WORK ORDER 1: In the Phoenix monsoon article, how much rain does the National Weather Service say Phoenix has received since June 15?
WORK ORDER 2: For each statement, indicate whether it agrees with the Phoenix monsoon article: (a) The monsoon officially runs from June 15 to Sept. 30. (b) The 2014 season ended with 5.7 inches of rain in total. (c) As of Aug. 17, about 16% of the state remained in the "Exceptional Drought" category. Answer yes or no for each, and quote the text that decides it.
WORK ORDER 3: Write a continuation of the Phoenix monsoon article, starting from where it ends.

** SOURCE TEXT follows **

Phoenix’s wettest monsoon so far since 2008 brings greenery, bugs, and weeds.
For nearly four months out of the year, Arizona faces torrential downpours of rain that mix with dust and whip through the air at aggressive speeds. Arizonans, of course, are used to the yearly occurrence. But this year’s monsoon, which officially runs from June 15 to Sept. 30, is breaking recent rainfall records.
The National Weather Service in Phoenix said that since the start of the season on June 15, Phoenix has gotten 3.37 inches of rain, which is more than in the same period during the last 13 years. 2008 saw 3.63 inches in the same period.
It’s also already the third-wettest season overall since 2000. 2014 saw 6.34 inches total and 2008’s season ended with 5.7 inches total. With a little over a month left in the season this year, some parts of Arizona are close to breaking all-time records for rain.
As of May 18, more than 57% of the state was in the “Exceptional Drought” category of the U.S. Drought Monitor. Exceptional Drought is the highest level of intensity on that scale. As of Aug. 17, only about 6% of the state remains in that category.

** End of SOURCE TEXT **
** ENTRIES SHOWN follows **

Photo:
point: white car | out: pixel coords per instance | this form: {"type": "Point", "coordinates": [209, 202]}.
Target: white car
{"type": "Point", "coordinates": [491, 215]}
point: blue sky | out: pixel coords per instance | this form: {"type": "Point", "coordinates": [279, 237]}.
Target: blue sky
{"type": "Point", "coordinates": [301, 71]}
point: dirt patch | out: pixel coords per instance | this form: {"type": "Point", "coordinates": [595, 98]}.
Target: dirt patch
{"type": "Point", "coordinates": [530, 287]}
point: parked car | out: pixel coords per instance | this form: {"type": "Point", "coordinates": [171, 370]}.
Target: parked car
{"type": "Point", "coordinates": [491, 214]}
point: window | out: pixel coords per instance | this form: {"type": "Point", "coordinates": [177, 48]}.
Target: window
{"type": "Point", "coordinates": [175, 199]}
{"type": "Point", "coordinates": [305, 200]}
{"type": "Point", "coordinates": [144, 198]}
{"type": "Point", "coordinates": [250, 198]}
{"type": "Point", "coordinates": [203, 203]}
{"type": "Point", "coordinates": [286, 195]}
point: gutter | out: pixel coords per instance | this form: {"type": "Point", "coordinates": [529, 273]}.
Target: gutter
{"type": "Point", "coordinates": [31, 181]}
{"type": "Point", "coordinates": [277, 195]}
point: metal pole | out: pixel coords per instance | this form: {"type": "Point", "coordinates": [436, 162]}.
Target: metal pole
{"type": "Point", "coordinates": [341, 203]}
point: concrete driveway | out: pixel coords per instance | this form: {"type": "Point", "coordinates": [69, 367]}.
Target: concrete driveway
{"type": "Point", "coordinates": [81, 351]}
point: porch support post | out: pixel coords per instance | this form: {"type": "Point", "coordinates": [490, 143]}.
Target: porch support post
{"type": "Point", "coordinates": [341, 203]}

** End of ENTRIES SHOWN **

EXPECTED ANSWER 1: 3.37 inches

EXPECTED ANSWER 2:
(a) Yes: "which officially runs from June 15 to Sept. 30"
(b) No: "2014 saw 6.34 inches total and 2008’s season ended with 5.7 inches total"
(c) No: "As of Aug. 17, only about 6% of the state remains in that category."

EXPECTED ANSWER 3:
Monsoon rains also have brought dangerous mushrooms, toads
Because this year has been wetter than years past, the rain is bringing some unusual threats to Arizona. Among them are toads, mushrooms, and a whole mess of bugs.
Earlier this month, Banner Health released a warning to protect Arizonans from toxic toads and poisonous mushrooms that are popping up in backyards across the county. Banner’s poison experts say Clorophyllum molybdates, or yard mushrooms, may look friendly and edible, but eating them can cause “vomiting, diarrhea and abdominal pain within a couple of hours.”
Sonoran Desert toads, or Bufo alvarius, produce a toxin that’s dangerous to humans and pets if inhaled or ingested.
“Leave these toads alone and be sure to keep your dogs away from them,” said Maureen Roland, managing director of the Banner Poison Center.
If you or someone you know has been exposed to any poison, medication, chemical or bite/sting, Banner Health recommends calling the poison center as soon as possible at 800-222-1222.
Thank the rain for all these mosquitoes
Perhaps the most noticeable pests the rain has brought in are the insects. Moths and mosquitoes are coming back in droves, thanks to increased humidity and standing water.
The Maricopa County Department of Environmental Services is setting traps and spraying around neighborhoods to control the mosquito population in “problem” areas.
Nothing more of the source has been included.